Oldest part I have still in active use is my IBM Model F 122-key keyboard, at over 35 years old (it's older than me!), but I didn't get it until 2013.

The oldest part I bought new that sees use on my main machine would be my Ducky DK9008G2 that I got in 2011, but it only sees irregular use (for some games I really prefer linear switches over the tactile, clicky ones in the F).

That makes the actual oldest, continually-used part I still daily my RAM: 4x8GB DDR3-1600 CL9 Corsair Vengeance I got in 2012. It's the only part that's in active use from my move back to desktops after a few years with only a Core 2 laptop, evyrything else having been retired (including literally everything but said ram from my 2012 3570K/GTX670 build).


----------



## Rei (Nov 6, 2020)

ZeDestructor said:


> Oldest part I have still in active use is my IBM Model F 122-key keyboard, at over 35 years old (it's older than me!), but I didn't get it until 2013.


Dammit!!! I may have lost this round BUT YOU HAVEN'T SEEN THE LAST OF ME!!!


----------



## puma99dk| (Nov 6, 2020)

Hmm I believe that might be my Seasonic Prime 1200W PSU, outside it's a WD RED 4TB in a USB enclosure.


----------



## Devon68 (Nov 6, 2020)

I guess my oldest still running hardware is my Ozaki Nuke 3 5+1 system, although I'm just running it in a 2+1 setup. Don't like all the cables around my room.


----------



## MrRuckus (Nov 6, 2020)

Klipsch Pro Media 4.1 setup which I remember we used at a LAN party playing CS 1.6 in a school gym when my brother worked in the schools IT department.  We used them in a 2.1 setup and left the back speakers at home.  Even in 2.1 hooked to a projector, those speakers filled the whole gym watching Blade.  Best speakers I have ever owned.  Never have had a problem with the subs internal amp as I know some have, although the crackling volume control infested my pair as well as my brothers over time.  I know there are fixes online for it.  These days I use my Sony 1000XM4's almost exclusively (married life) so hasn't been high on the list to tear down and get into.  

Runner up, PC Power and Cooling 910W Silencer PWS.  Its been through 3 or 4 builds.  I have blown out full blown monstrosities of dust out of that multiple times in its life when I leave it neglected for a year or so.  I dont know what that 80MM fan is in that thing, but it still runs whisper quiet to this day.  I have had 2 sets of case fans destroy themselves in the same amount of time as that 80MM and its still going no problem (my desktop is always on 24/7).  From back in the days when cable management didn't mean anything.  Its cables are sheathed in black mesh but that's it.  Not modular so mass cables all over the place, which i tried to tame with zip ties where I would say I was semi successful.  Heaviest load it ever had was a loaded up 4790k, 32GB Ram, SLI Strix 980's, ran it all without a hitch.


----------



## ixi (Nov 6, 2020)
-------------------------
Exercises
1. Extract each line of the listing that contains the string "blurred".
2. Write what comes next in the forum thread about people's oldest hardware still in use, picking up where the thread stops.
The forum thread and the listing come from unrelated sources.
-------------------------
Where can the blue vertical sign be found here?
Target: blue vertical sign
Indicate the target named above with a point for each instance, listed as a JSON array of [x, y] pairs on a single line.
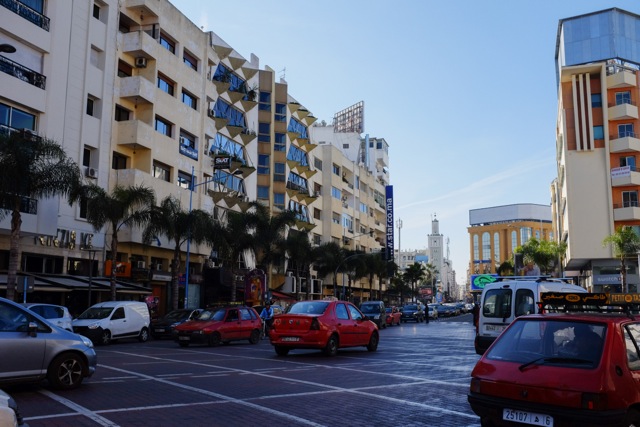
[[389, 208]]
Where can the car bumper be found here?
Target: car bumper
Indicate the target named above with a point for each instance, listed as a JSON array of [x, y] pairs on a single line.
[[490, 410]]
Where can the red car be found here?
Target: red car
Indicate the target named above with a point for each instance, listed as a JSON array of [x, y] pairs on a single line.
[[323, 324], [393, 316], [221, 325], [562, 369]]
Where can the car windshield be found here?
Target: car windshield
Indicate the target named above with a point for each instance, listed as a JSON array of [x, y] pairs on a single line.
[[96, 313], [550, 341], [309, 307]]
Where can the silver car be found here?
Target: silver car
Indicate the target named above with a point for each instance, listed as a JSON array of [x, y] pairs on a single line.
[[56, 314], [32, 350]]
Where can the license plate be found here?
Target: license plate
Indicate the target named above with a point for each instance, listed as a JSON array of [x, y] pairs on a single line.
[[527, 418]]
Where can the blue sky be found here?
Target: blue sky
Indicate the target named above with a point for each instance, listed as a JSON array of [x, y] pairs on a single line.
[[463, 91]]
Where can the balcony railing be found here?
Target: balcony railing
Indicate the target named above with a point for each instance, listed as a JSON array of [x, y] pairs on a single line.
[[22, 72], [27, 13]]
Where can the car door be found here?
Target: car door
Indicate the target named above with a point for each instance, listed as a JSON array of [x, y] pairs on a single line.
[[21, 354]]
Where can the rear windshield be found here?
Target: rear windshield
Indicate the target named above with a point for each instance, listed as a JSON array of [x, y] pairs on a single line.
[[550, 342]]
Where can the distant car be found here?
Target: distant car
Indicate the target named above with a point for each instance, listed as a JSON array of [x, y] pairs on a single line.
[[393, 316], [56, 314], [32, 350], [163, 327], [323, 324], [221, 325], [412, 313]]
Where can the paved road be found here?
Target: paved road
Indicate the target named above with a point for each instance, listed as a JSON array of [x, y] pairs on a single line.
[[418, 377]]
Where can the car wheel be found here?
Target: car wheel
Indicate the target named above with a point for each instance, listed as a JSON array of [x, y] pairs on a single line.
[[331, 349], [255, 337], [144, 335], [105, 337], [215, 339], [632, 419], [66, 371], [281, 351], [373, 342]]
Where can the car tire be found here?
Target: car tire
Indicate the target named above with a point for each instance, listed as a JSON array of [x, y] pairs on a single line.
[[66, 371], [144, 335], [373, 341], [281, 351], [105, 337], [331, 349], [255, 337], [215, 339]]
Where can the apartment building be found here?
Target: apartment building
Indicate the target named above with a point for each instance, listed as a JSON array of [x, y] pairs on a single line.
[[597, 145], [139, 95]]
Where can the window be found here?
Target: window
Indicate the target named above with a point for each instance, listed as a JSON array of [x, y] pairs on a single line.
[[623, 98], [189, 100], [281, 113], [184, 180], [163, 126], [118, 161], [279, 172], [264, 101], [626, 130], [165, 85], [161, 171], [167, 43], [264, 165], [189, 60], [122, 114], [598, 132], [280, 142], [264, 132]]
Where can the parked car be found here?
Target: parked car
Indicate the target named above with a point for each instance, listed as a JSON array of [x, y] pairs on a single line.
[[112, 320], [376, 312], [164, 326], [32, 350], [323, 324], [412, 313], [57, 314], [393, 316], [9, 413], [561, 369], [221, 325]]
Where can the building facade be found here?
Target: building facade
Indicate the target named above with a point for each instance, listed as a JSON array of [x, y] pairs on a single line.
[[597, 146]]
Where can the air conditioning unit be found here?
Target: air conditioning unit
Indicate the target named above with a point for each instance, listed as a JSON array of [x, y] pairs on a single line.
[[91, 172], [141, 62]]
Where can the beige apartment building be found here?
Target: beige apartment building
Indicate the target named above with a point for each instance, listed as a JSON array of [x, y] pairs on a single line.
[[139, 95]]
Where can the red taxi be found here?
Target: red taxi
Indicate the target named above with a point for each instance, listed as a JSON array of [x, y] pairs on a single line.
[[322, 324], [221, 325], [563, 368], [393, 316]]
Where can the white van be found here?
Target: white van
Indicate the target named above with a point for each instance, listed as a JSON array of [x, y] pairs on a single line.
[[504, 300], [112, 320]]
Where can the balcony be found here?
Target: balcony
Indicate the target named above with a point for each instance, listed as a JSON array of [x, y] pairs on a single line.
[[624, 143], [627, 211], [623, 112]]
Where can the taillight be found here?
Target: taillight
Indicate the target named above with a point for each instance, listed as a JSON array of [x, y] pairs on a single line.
[[315, 325], [595, 401]]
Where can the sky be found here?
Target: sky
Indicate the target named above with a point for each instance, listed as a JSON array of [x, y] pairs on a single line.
[[463, 91]]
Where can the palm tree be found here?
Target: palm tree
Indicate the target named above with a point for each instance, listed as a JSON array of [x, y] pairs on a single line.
[[179, 226], [31, 167], [123, 207], [625, 244]]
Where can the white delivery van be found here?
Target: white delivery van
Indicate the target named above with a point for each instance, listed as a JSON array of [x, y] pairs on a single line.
[[112, 320], [507, 298]]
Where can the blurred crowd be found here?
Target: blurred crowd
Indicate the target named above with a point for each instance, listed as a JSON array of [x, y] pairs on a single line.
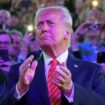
-------------------------
Answer list
1.
Where can the blurred crowd be found here?
Target: blurred crowd

2.
Asus xonar essence stx from 2008.  Few months ago died headset port.

Before sold almost entire pc parts was still using speaker ports. Took it out and gave it to brother to fix it.


----------



## remixedcat (Nov 7, 2020)

lexluthermiester said:


> How's it running for you? Linux still ok?


It's been good....


----------



## ZeDestructor (Nov 7, 2020)

Rei said:


> Dammit!!! I may have lost this round BUT YOU HAVEN'T SEEN THE LAST OF ME!!!



To be fair, @Grog6 had you beat already. I just decided to take over the crown


----------



## The Foldinator (Nov 7, 2020)

That would be my LITEONIT CV3 Series 512Gb.


----------



## olstyle (Nov 7, 2020)

Not counting the Pioneer Amplifier from the 80s that would be the Intel X-25M G2 Postville 80GB SSD which is still the OS drive of the main gaming rig.
There is a lot of other stuff still working in the now office only PC which used to be the gaming one back in the day.


----------



## Rei (Nov 7, 2020)

ZeDestructor said:


> To be fair, @Grog6 had you beat already. I just decided to take over the crown


Yes, you are correct. I didn't go through whole pages & posts on this thread to find that out when I replied to your post. This IS alotta pages & post for me to go through.

In hindsight, I'm unlikely able to take the crown as I would not be able to find anything old enough that I can comfortably use on my rig.
So you might actually see the last of me...


----------



## xBruce88x (Nov 7, 2020)

I'd have to say my cpu and ram... Phenom II X4 and the 2x2gb ddr2 800 sticks. Then GT 430 is soo worn out I have to underclock the core and memory to keep it stable just at the desktop, most of the time it'll play Command and conquer remastered.


OH yea, the keyboard is pretty old. Circa 2004 Lenovo multimedia kb with USB hub


----------



## QuietBob (Nov 7, 2020)

As for many people in this thread, the longest used peripheral in my system are the speakers. The Koda (GoldSky) AM911 5.1 setup (running in 2.1 for most of its life) literally came of age this year


----------



## R00kie (Nov 7, 2020)

This bastard. 
manufacture date: somewhere in 2008
Got it in 2010


----------



## micropage7 (Nov 8, 2020)

gdallsk said:


> This bastard.
> manufacture date: somewhere in 2008
> Got it in 2010


monitor usually last longer, i have lcd monitor that runs well until i spotted some white dot and i realize it's fungus between the glass and i don't know how it get there


----------



## 80-watt Hamster (Nov 8, 2020)

Would have to be my Cherryville SSD, since 2012 or '13.  A couple of months ago it would have been my Trackman Marble+, which was from 1998.  (The case still is, but that probably doesn't count.)


----------



## GoldenX (Nov 8, 2020)

Keyboard, generic OEM membrane, PS2, 14 years.


----------



## SniperHF (Nov 8, 2020)

Tie for the 3770k / P8Z77-V


----------



## olstyle (Nov 8, 2020)

80-watt Hamster said:


> that probably doesn't count


I think what to count and what not is the big question here. If we are talking things that influence processing power/speed it's a lot different compare to any peripheral.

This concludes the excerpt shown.